● **Page extract**:
From a cash perspective, market players can be roughly divided in two categories:
- Self-financing players, ensuring liquidity through their own central bank account or their agent bank account, while leveraging assets eligible at central banks to get an intraday credit line and optimising liquidity cost. Their objective is to limit the liquidity and collateral required to fund settlement. However, even investors with traditionally long cash balances can find themselves in need of liquidity solutions, especially in specific market conditions causing turnover to peak.
- High financing consumers. These rely on their agent bank to get intraday credit lines, with or without collateral. Their objective is to secure sufficient credit lines at a reasonable cost of liquidity and collateral. For example, some agent banks are able to extend credit on the basis of the portfolio instant valuation, avoiding the need to immobilise collateral regardless of the asset class.
In all cases, ensuring the liquidity of the system while minimising its costs is the Holy Grail of both treasurers and collateral managers. Now that 90% of total foreseen volumes have been onboarded in the platform, does T2S help achieve this goal? We propose to answer this question leveraging our experience since T2S’ launch, across all T2S major markets.
Intraday liquidity cost is not only the cost of liquidity…
The first and obvious cost of intraday liquidity is how much the treasurer has to pay to source the cash he will inject in the T2S dedicated cash account. This cost is highly dependent on the available long cash balances or the cost to source collateral. Also, having to mobilise significant amounts of cash to fund the settlement activity precludes from using this cash as collateral or to invest it in money markets.

● **What is asked**:
1. Reproduce the part of the T2S liquidity passage that opens with the words containing "- High financing" and closes with "the asset class.".
2. Name every type of account that the T2S liquidity passage mentions.

● **Listed records**:
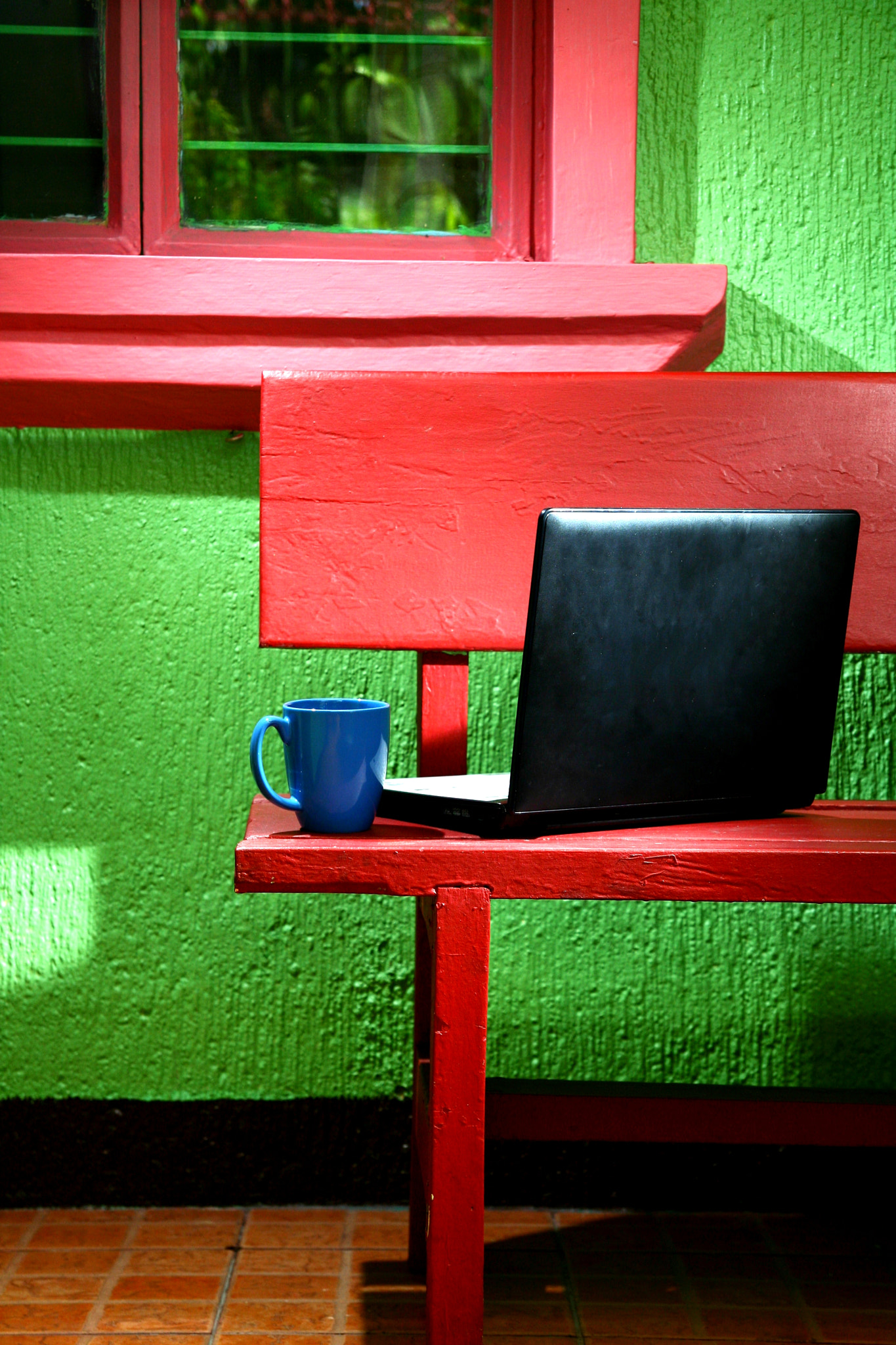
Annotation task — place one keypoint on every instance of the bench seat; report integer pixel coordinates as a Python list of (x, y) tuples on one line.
[(830, 852), (398, 512)]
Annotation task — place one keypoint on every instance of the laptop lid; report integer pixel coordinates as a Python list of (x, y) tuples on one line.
[(680, 662)]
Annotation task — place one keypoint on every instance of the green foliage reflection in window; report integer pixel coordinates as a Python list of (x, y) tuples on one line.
[(53, 159), (343, 115)]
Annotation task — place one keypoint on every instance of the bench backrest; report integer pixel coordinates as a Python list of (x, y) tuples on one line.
[(399, 510)]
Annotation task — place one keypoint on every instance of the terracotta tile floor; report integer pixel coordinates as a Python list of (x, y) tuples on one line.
[(257, 1277)]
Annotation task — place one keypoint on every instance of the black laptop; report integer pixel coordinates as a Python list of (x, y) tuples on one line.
[(677, 665)]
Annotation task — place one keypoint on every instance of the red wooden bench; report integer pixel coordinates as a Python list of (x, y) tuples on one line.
[(398, 512)]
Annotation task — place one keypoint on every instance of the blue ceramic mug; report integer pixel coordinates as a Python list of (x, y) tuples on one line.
[(336, 755)]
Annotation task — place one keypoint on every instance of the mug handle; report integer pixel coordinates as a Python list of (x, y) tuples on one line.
[(270, 721)]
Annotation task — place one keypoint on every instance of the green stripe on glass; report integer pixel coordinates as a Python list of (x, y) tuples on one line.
[(33, 30), (421, 39), (55, 142), (328, 147)]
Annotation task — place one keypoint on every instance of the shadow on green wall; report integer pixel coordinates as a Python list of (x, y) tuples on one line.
[(759, 338)]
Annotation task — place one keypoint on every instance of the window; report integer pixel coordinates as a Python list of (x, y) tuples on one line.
[(337, 128), (69, 125), (354, 116), (51, 110), (347, 255)]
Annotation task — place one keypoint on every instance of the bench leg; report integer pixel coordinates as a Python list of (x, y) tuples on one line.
[(459, 923), (422, 1019)]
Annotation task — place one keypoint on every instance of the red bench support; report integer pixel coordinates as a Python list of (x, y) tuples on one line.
[(427, 545)]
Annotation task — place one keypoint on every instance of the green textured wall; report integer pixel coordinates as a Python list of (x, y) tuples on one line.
[(132, 678)]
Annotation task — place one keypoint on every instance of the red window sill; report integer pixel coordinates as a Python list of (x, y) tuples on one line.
[(182, 342)]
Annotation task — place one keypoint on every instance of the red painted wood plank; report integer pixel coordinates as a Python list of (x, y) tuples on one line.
[(454, 1232), (688, 1121), (442, 685), (825, 853), (125, 341), (586, 191), (419, 1121), (429, 541), (154, 294)]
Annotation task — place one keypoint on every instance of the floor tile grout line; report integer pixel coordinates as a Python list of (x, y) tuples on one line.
[(22, 1248), (343, 1285), (806, 1314), (683, 1279), (228, 1278), (113, 1277), (568, 1283)]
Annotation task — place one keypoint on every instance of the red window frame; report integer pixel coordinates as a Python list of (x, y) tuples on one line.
[(512, 120), (121, 231)]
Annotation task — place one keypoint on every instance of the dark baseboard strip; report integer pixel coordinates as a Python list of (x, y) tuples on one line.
[(341, 1151)]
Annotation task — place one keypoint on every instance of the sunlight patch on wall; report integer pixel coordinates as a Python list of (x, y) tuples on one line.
[(46, 911)]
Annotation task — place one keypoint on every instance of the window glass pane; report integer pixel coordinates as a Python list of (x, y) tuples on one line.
[(51, 109), (349, 115)]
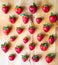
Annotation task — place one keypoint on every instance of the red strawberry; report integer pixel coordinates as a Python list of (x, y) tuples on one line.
[(40, 37), (6, 30), (53, 18), (25, 39), (35, 58), (18, 49), (12, 19), (51, 39), (33, 8), (12, 57), (38, 20), (24, 58), (25, 18), (46, 27), (19, 30), (45, 8), (12, 38), (44, 46), (5, 47), (31, 29), (31, 46), (18, 9), (49, 57)]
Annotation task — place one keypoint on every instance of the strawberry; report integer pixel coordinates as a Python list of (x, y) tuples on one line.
[(25, 18), (18, 49), (45, 8), (38, 20), (6, 30), (25, 39), (12, 19), (51, 39), (19, 30), (24, 58), (31, 46), (5, 8), (40, 37), (5, 47), (31, 29), (12, 57), (46, 27), (33, 8), (49, 57), (44, 46), (35, 58), (12, 38), (18, 9), (53, 18)]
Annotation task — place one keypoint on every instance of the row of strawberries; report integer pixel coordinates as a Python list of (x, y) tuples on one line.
[(32, 9), (49, 57)]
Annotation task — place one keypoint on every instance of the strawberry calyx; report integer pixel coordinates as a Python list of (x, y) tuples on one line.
[(44, 44), (51, 55), (24, 56)]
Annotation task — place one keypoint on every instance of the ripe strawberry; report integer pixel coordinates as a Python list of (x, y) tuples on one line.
[(25, 39), (35, 58), (45, 8), (12, 19), (46, 27), (25, 18), (18, 49), (53, 18), (51, 39), (49, 57), (12, 38), (38, 20), (6, 30), (5, 47), (33, 8), (44, 46), (5, 8), (31, 29), (31, 46), (19, 30), (12, 57), (40, 37), (24, 58), (18, 9)]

● **Outputs for the tasks**:
1.
- High financing consumers. These rely on their agent bank to get intraday credit lines, with or without collateral. Their objective is to secure sufficient credit lines at a reasonable cost of liquidity and collateral. For example, some agent banks are able to extend credit on the basis of the portfolio instant valuation, avoiding the need to immobilise collateral regardless of the asset class.

2.
- Central bank account
- Agent bank account
- T2S dedicated cash account